> Trecho selecionado
Trata-se de uma disposição constitucional impregnada de pragamatismo, pois que, ao incorporar uma certa flexibilidade, acaba no fundo por reconhecer que nem todos os países poderão acompanhar, ao mesmo ritmo, os passos da integração regional determinados pela maioria ou pelos países de maior influência. Alguns poderão, nos seus próprios interesses, desejar um nível de integração mais avançado, nomeadamente no plano político. Outros, por razões diversas e inteiramente justificadas, poderão não querer (ou não estarão mesmo em condições de) ir tão longe.

6. Ora, partindo desse pressuposto, parece que não se poderá encarar como descabida a eventual pretensão de Cabo Verde a uma integração diferenciada, focalizada nas componentes da integração económica, afinal a vocação original da Comunidade e razão de ser da sua decisão de aderir à mesma, reforçada pela partilha do princípio da convergência constitucional dos Estados Membros em matéria da boa governação, da democracia e do respeito pelos direitos do homem, valores que já estão vertidos no Tratado e nos seus textos complementares.

Na verdade, cremos que só uma integração diferenciada permitirá ao nosso País conciliar o estatuto de membro da CEDEAO com a sua condição de pequeno Estado insular, notoriamente incapaz de suportar na plenitude todas as decorrências do processo de integração, em especial a forte pressão migratória associada à livre circulação.

> Enunciado 1
Reproduza, do trecho sobre a integração de Cabo Verde na CEDEAO, a passagem que vai de "Na verdade, cremos" até "à livre circulação.".
> Enunciado 2
Responda, com base no trecho sobre a integração de Cabo Verde na CEDEAO:
(a) Em que plano alguns países poderão desejar um nível de integração mais avançado?
(b) Em que componentes se focalizaria a integração diferenciada pretendida por Cabo Verde?
(c) Que pressão é associada à livre circulação?
> Enunciado 3
Retome o texto sobre a integração de Cabo Verde na CEDEAO e prossiga-o a partir da última frase apresentada.

> Amostra de dados
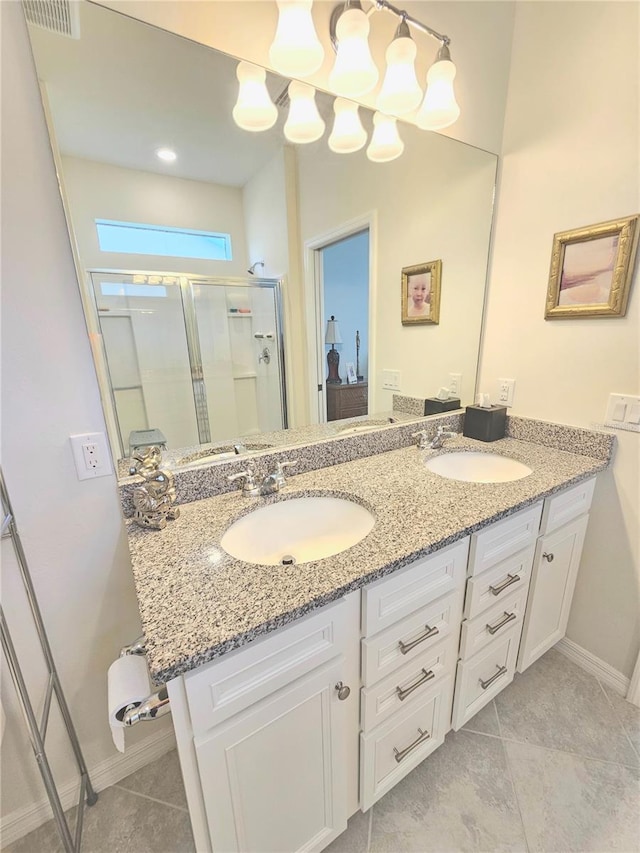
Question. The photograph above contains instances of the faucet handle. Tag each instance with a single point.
(279, 472)
(422, 435)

> Resposta 1
Na verdade, cremos que só uma integração diferenciada permitirá ao nosso País conciliar o estatuto de membro da CEDEAO com a sua condição de pequeno Estado insular, notoriamente incapaz de suportar na plenitude todas as decorrências do processo de integração, em especial a forte pressão migratória associada à livre circulação.

> Resposta 2
(a) No plano político.
(b) Nas componentes da integração económica.
(c) A forte pressão migratória.

> Resposta 3
Reconhece-se, entretanto, que não será fácil acertar no plano formal os termos de uma tal diferenciação. Mas, em certa medida, ela já existe e é assumida na realidade.

7. Ainda assim, o acolhimento e o aprofundamento do princípio de uma integração diferenciada dependerá, entre outros factores, do grau de confiança que for possível incutir nos nossos parceiros sobre o efectivo engajamento de Cabo Verde no processo em curso.

Para isso revela-se já de grande significado, ao menos na sua dimensão simbólica, a designação de um Membro do Governo para se ocupar exclusivamente dessa agenda, bem como o anúncio da abertura de uma representação diplomática em Abuja, a sede da CEDEAO.

Em paralelo com essas e outras medidas de projecção externa, afigura-se imprescindível no plano interno conquistar a adesão da sociedade civil, em especial da Academia, bem como investir fortemente na formação de recursos humanos qualificados tendentes à produção do conhecimento especializado que possa permitir ao nosso país conhecer melhor o contexto subregional em que se encontra inserido e se preparar convenientemente para nele interagir com assertividade, exactamente o oposto da navegação à vista que tem prevalecido até agora.

Tem inteiro cabimento aqui a advertência de Benjamim Franklim, para quem by failing to prepare, you are preparing to fail.

8. Nesse aspecto o actual “Mestrado em Integração Regional Africana”, organizado sob os auspícios da UNICV, bem como as conferências e seminários que têm vindo a ser promovidos pelo Instituto para o Desenvolvimento e Democracia, constituem iniciativas dignas de registo e de encorajamento.

Finalmente, afigura-se de capital importância uma estreita articulação e coordenação entre os que têm o mandato ou a incumbência de exprimir a vontade nacional nas diversas instituições e nos diversos fora da Comunidade, por forma a se precaver contra agendas desencontradas e se preservar a coerência interna da estratégia de integração do Estado de Cabo Verde, delineada pelos órgãos de soberania competentes para o efeito.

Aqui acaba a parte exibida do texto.